(Point placement records)
|---|

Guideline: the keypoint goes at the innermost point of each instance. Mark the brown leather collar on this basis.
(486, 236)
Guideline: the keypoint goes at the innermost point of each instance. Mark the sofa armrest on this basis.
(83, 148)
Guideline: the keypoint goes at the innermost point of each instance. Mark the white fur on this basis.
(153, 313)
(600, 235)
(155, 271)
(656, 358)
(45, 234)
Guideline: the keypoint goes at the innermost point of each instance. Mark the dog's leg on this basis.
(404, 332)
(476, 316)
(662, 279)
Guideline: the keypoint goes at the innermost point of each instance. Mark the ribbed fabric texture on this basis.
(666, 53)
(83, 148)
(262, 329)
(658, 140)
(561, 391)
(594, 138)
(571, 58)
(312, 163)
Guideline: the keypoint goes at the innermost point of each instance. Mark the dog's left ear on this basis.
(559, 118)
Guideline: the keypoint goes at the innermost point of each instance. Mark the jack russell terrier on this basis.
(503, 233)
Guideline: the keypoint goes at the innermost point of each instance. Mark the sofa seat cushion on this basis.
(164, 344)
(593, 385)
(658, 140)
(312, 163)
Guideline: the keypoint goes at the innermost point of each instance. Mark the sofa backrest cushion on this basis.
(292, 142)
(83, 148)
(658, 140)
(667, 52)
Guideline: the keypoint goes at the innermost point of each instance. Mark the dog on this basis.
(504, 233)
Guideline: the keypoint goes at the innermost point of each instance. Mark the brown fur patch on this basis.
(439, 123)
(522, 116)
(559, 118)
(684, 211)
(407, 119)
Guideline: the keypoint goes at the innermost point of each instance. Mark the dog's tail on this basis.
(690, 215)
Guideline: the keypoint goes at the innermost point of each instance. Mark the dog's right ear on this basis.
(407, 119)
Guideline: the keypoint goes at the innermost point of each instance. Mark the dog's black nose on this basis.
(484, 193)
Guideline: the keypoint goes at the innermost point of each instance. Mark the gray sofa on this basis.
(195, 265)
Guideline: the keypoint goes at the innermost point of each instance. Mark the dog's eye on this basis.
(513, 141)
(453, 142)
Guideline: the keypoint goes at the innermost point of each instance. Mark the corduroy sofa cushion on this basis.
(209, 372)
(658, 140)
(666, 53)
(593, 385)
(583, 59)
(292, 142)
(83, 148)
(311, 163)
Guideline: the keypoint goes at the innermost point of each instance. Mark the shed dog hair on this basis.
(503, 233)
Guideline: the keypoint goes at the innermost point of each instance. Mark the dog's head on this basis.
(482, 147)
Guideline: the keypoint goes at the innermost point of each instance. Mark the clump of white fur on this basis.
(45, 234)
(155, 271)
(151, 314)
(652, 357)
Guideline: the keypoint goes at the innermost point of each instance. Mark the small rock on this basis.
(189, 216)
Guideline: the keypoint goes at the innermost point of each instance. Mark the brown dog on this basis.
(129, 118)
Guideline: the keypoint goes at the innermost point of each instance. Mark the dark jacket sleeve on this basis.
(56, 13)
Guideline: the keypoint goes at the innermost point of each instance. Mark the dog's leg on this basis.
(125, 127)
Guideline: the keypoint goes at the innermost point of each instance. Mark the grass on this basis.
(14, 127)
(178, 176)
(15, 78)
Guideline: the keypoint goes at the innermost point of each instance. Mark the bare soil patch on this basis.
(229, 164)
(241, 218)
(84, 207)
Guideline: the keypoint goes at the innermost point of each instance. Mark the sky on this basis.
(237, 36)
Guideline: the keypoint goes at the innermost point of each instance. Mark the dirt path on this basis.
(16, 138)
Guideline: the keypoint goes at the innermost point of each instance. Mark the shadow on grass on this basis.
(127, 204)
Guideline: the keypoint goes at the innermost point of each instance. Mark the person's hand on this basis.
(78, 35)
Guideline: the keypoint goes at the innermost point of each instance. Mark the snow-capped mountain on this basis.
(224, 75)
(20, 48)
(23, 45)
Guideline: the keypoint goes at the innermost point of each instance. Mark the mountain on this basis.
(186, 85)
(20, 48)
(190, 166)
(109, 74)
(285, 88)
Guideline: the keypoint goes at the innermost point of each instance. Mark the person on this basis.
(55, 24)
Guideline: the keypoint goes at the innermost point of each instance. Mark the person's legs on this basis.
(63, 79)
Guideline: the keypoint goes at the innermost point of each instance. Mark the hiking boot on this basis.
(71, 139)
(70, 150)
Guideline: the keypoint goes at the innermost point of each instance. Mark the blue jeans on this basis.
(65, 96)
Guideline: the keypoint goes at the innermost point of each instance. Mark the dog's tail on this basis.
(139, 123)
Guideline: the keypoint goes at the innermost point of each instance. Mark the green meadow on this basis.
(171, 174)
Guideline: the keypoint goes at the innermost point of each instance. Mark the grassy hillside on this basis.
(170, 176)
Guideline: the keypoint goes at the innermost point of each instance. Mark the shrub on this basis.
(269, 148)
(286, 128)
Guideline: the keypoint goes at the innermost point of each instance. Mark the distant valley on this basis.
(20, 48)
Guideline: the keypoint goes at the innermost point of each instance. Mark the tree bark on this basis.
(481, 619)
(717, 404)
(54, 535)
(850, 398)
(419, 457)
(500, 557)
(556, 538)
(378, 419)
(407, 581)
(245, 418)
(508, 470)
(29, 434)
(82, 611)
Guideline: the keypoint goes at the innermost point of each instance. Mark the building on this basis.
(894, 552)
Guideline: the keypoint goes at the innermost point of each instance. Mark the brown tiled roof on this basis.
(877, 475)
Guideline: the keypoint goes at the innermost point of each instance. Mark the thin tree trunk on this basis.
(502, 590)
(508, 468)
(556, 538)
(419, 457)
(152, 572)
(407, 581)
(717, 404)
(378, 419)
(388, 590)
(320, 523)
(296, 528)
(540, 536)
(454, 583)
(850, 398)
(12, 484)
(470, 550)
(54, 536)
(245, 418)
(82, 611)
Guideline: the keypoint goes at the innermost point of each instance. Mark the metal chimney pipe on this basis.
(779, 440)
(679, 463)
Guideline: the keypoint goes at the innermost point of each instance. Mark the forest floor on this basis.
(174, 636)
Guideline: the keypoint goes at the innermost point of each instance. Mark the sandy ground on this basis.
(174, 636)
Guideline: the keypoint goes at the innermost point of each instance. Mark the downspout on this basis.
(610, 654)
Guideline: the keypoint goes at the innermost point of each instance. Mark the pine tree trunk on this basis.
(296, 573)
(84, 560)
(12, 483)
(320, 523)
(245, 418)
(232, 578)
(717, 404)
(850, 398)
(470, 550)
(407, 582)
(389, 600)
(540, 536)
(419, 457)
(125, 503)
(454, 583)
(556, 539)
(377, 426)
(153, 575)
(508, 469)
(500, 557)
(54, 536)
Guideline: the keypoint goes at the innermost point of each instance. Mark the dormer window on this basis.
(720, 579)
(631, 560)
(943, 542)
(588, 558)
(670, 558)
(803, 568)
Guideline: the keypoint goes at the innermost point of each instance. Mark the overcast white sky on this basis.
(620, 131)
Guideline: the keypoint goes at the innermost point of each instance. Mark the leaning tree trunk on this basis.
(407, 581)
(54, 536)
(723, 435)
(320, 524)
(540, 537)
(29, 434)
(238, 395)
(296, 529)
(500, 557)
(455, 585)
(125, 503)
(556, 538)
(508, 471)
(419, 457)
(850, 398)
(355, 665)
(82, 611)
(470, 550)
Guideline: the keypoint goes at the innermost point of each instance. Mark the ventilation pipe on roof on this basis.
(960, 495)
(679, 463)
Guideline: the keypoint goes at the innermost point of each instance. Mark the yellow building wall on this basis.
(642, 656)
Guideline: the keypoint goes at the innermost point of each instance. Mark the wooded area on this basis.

|---|

- **What is required**
Reproduce the listing shown above in its entirety, exactly.

- **Final answer**
Guideline: the keypoint goes at the innermost point of each instance. Mark the brown leather collar on this basis.
(486, 236)
Guideline: the keypoint goes at the innermost point of each instance. Mark the sofa armrest on this basis.
(83, 148)
Guideline: the keypoint goes at the innermost point of each instance. Mark the white fur on this basis.
(153, 313)
(600, 235)
(155, 271)
(656, 358)
(45, 234)
Guideline: the keypoint goes at the innermost point of each instance. Mark the dog's leg on this basis.
(404, 332)
(476, 316)
(662, 279)
Guideline: the keypoint goes at the innermost point of each instance. Mark the ribbed fabric texture on this basis.
(666, 53)
(83, 148)
(262, 329)
(658, 140)
(561, 391)
(594, 138)
(571, 58)
(312, 163)
Guideline: the keypoint goes at the innermost point of each instance. Mark the dog's left ear on this basis.
(559, 118)
Guideline: the keypoint goes at the innermost point of each instance. Mark the jack russell terrier on this basis.
(503, 233)
Guideline: the keypoint goes at the innermost point of each instance. Mark the sofa seat cushion on this basis.
(164, 344)
(593, 385)
(658, 140)
(312, 163)
Guideline: the keypoint goes at the innermost point of each instance. Mark the sofa backrest cushion on this basis.
(292, 142)
(83, 148)
(658, 140)
(667, 52)
Guideline: the keypoint goes at the innermost point of each instance. Mark the dog on this basis.
(504, 233)
Guideline: the keypoint goes at the innermost point of each instance. Mark the brown fur patch on this basis.
(439, 123)
(522, 116)
(559, 118)
(684, 211)
(407, 119)
Guideline: the keypoint goes at the innermost point of each instance. Mark the dog's tail on this basis.
(690, 215)
Guideline: the keypoint goes at the innermost point of each instance. Mark the dog's right ear on this basis.
(407, 119)
Guideline: the keypoint goes at the innermost point of each instance. Mark the dog's black nose on this basis.
(484, 193)
Guideline: the keypoint goes at the innermost point of each instance. Mark the gray sofa on this basis.
(195, 265)
Guideline: the keypoint goes at the innermost point of each instance. Mark the dog's eye on this basis.
(513, 141)
(453, 142)
Guideline: the keypoint goes at the innermost point of each instance. Mark the corduroy sofa cushion on this basis.
(209, 372)
(658, 140)
(666, 53)
(593, 385)
(583, 59)
(292, 142)
(83, 148)
(311, 163)
Guideline: the keypoint goes at the innermost point of each instance. Mark the shed dog hair on this basis.
(503, 233)
Guideline: the keypoint goes at the innermost point of each instance. Mark the dog's head on this basis.
(482, 147)
Guideline: the keypoint goes at the innermost point of each instance. Mark the clump of white fur on this basis.
(45, 234)
(155, 271)
(151, 314)
(652, 357)
Guideline: the keypoint goes at the innermost point of each instance. Mark the small rock on this basis.
(189, 216)
Guideline: the keypoint goes at the innermost point of each instance. Mark the brown dog on this basis.
(129, 118)
Guideline: the keypoint goes at the innermost point of each instance. Mark the dark jacket sleeve on this basis.
(56, 13)
Guideline: the keypoint goes at the innermost point of each instance. Mark the dog's leg on this basis.
(125, 127)
Guideline: the keypoint goes at the innermost point of each instance. Mark the grass on this basis.
(14, 127)
(178, 176)
(15, 78)
Guideline: the keypoint goes at the innermost point of each instance. Mark the bare soil patch on this basis.
(229, 164)
(241, 218)
(84, 207)
Guideline: the keypoint goes at the innermost point of each instance. Mark the sky on this basis.
(237, 36)
Guideline: the keypoint goes at the innermost point of each instance. Mark the dirt path on this basis.
(16, 138)
Guideline: the keypoint goes at the innermost point of each instance. Mark the shadow on grass on this basis.
(127, 204)
Guideline: the keypoint goes at the innermost point of each instance. Mark the person's hand on this basis.
(78, 35)
Guideline: the keypoint goes at the innermost point of each instance. Mark the snow-capped mountain on this basis.
(224, 75)
(20, 48)
(23, 45)
Guideline: the keypoint goes at the innermost point of each instance. Mark the mountain on this basis.
(186, 85)
(20, 48)
(190, 166)
(109, 74)
(285, 88)
Guideline: the keypoint goes at the innermost point of each instance. Mark the person on this basis.
(55, 24)
Guideline: the keypoint goes at the innermost point of each instance. Mark the person's legs on this basis.
(63, 79)
Guideline: the keypoint goes at the innermost point of each instance. Mark the hiking boot on this basis.
(71, 139)
(70, 150)
Guideline: the keypoint goes at the innermost point of each instance. Mark the blue jeans on this basis.
(65, 96)
Guideline: the keypoint goes at the innermost point of each instance. Mark the dog's tail on this basis.
(139, 123)
Guideline: the keypoint goes at the innermost point of each instance. Mark the green meadow on this basis.
(171, 174)
Guideline: the keypoint goes at the innermost point of each instance. Mark the grassy hillside on this basis.
(170, 176)
Guideline: the keypoint goes at the innermost point of each instance. Mark the shrub on this basis.
(269, 148)
(286, 128)
Guideline: the keypoint goes at the innermost point of each instance. Mark the distant valley on this basis.
(20, 48)
Guideline: the keypoint goes at the innermost point of each instance. Mark the tree bark on this basis.
(481, 619)
(717, 404)
(54, 535)
(850, 398)
(419, 457)
(500, 557)
(556, 538)
(378, 419)
(407, 581)
(245, 418)
(508, 470)
(29, 434)
(82, 611)
Guideline: the keypoint goes at the innermost point of each instance. Mark the building on this basis.
(894, 552)
Guideline: the keypoint goes at the innermost point of each instance. Mark the brown tiled roof on this basis.
(877, 475)
Guideline: the keypoint goes at the innermost point of each instance. Mark the thin tree trunk on this basis.
(502, 590)
(508, 468)
(556, 538)
(419, 457)
(152, 572)
(407, 581)
(717, 404)
(378, 419)
(388, 590)
(320, 523)
(296, 528)
(540, 536)
(454, 583)
(850, 398)
(12, 484)
(470, 550)
(54, 536)
(245, 418)
(82, 611)
Guideline: the keypoint goes at the innermost point of each instance. Mark the metal chimney pipe on this basis.
(779, 440)
(679, 463)
Guideline: the keypoint goes at the innermost point of each instance. Mark the forest floor on this basis.
(174, 636)
Guideline: the keypoint goes at the innermost point of each instance. Mark the sandy ground on this basis.
(174, 636)
Guideline: the keypoint goes at the innermost point of each instance. Mark the downspout on this basis.
(610, 654)
Guideline: the keypoint goes at the innermost point of each instance. Mark the pine tree trunk on this basis.
(296, 573)
(84, 560)
(12, 483)
(320, 523)
(245, 418)
(232, 578)
(717, 404)
(850, 398)
(470, 550)
(407, 582)
(389, 600)
(540, 536)
(419, 457)
(125, 503)
(454, 583)
(556, 539)
(377, 426)
(153, 575)
(508, 469)
(500, 557)
(54, 536)
Guideline: the keypoint goes at the innermost point of each instance. Mark the dormer window on this basis.
(720, 579)
(631, 560)
(943, 542)
(588, 558)
(670, 558)
(803, 568)
Guideline: the keypoint goes at the innermost point of each instance. Mark the overcast white sky on this basis.
(620, 131)
Guideline: the keypoint goes at the innermost point of each instance. Mark the leaning tree trunk on this basis.
(407, 581)
(54, 536)
(723, 435)
(320, 524)
(540, 537)
(29, 434)
(238, 395)
(296, 529)
(500, 557)
(455, 585)
(125, 503)
(556, 538)
(508, 471)
(419, 457)
(850, 398)
(355, 665)
(82, 611)
(470, 550)
Guideline: the keypoint goes at the innermost point of each instance. Mark the ventilation pipe on roof on this basis.
(960, 495)
(679, 463)
Guideline: the keypoint goes at the innermost point of each instance. Mark the yellow building wall on this basis.
(642, 656)
Guideline: the keypoint goes at the innermost point of each instance. Mark the wooded area on this basis.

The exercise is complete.